Excerpted passage

▼▼▼

= Yale Publishing Course =

Academic program in the publishing industry

Yale Publishing Course (YPC), located on the campus of Yale University in New Haven, Connecticut, is an intensive program for magazine, book and online publishing professionals. The course focuses on teaching leadership skills for today's increasingly global, increasingly digital environment. YPC's curriculum is geared to middle and upper-level professionals from all over the world. Its speakers include publishing and media executives as well as faculty from the Yale School of Management and Yale University Press staff. The Yale Course is the only advanced-level program for senior managers in the publishing industry.

The program combines plenary sessions with smaller group discussions focused on specific issues and case studies. The curriculum includes sessions on such topics as: strategic planning; financial management and entrepreneurship; best practices in the use of new technology and content delivery; legal challenges in multi-platform publishing; licensing and marketing internationally; and the future of digital dissemination. Faculty office hours facilitate one-on-one meetings with students to explore specific questions or challenges.

== History ==
The Yale Publishing Course was founded in 2010 to fill the gap left by the decades-old Stanford University Publishing Course for Professionals. It builds upon the Stanford tradition and concentrates more heavily on the business and management aspects of publishing as a global enterprise. It also provides a strong emphasis on understanding and using the latest advances in technology.

The Yale Publishing Course began in 2010 as a one-week session, with students from all over the United States and 16 other countries. Students represented all areas of publishing including administration, editorial, sales, publicity, marketing, design, production, business, new media, and new product development. For its 2011 program, YPC was expanded to two sessions: one week focusing on magazine and online publishing, and a week-long session focusing on print and digital book publishing.

The course was suspended in 2020 due to the COVID-19 pandemic. It has not run since, announcing in 2022 that it was suspended "for the foreseeable future."

▲▲▲

Assignment 1
Translate this sentence from the Yale Publishing Course text into Spanish: "The course was suspended in 2020 due to the COVID-19 pandemic."
Assignment 2
According to the Yale Publishing Course text, how many sessions did the course offer in its 2011 program?
Assignment 3
Please quote the Yale Publishing Course text between "Yale Publishing Course (YPC), located" and "the publishing industry.", inclusive.

Provided data
▼▼▼

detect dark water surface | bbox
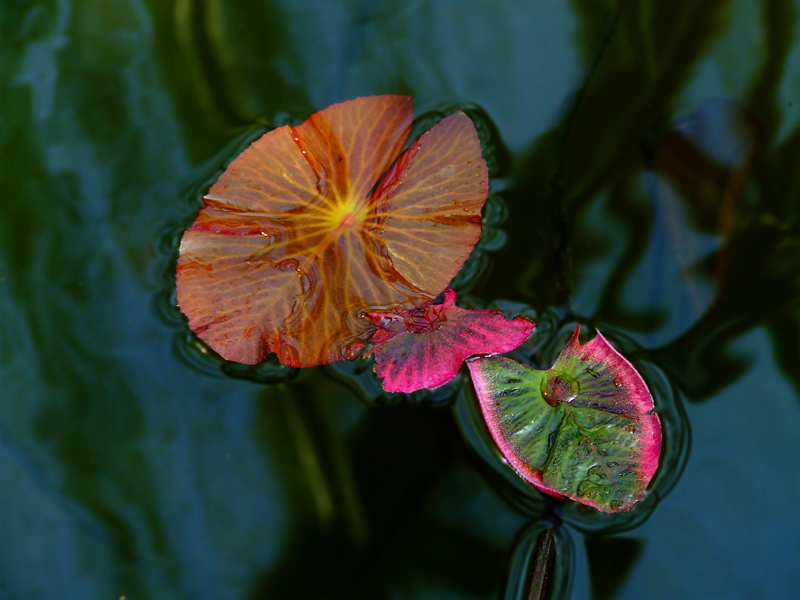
[0,0,800,600]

▲▲▲

Expected answer 1
El curso se suspendió en 2020 debido a la pandemia de COVID-19.

Expected answer 2
Two sessions.

Expected answer 3
Yale Publishing Course (YPC), located on the campus of Yale University in New Haven, Connecticut, is an intensive program for magazine, book and online publishing professionals. The course focuses on teaching leadership skills for today's increasingly global, increasingly digital environment. YPC's curriculum is geared to middle and upper-level professionals from all over the world. Its speakers include publishing and media executives as well as faculty from the Yale School of Management and Yale University Press staff. The Yale Course is the only advanced-level program for senior managers in the publishing industry.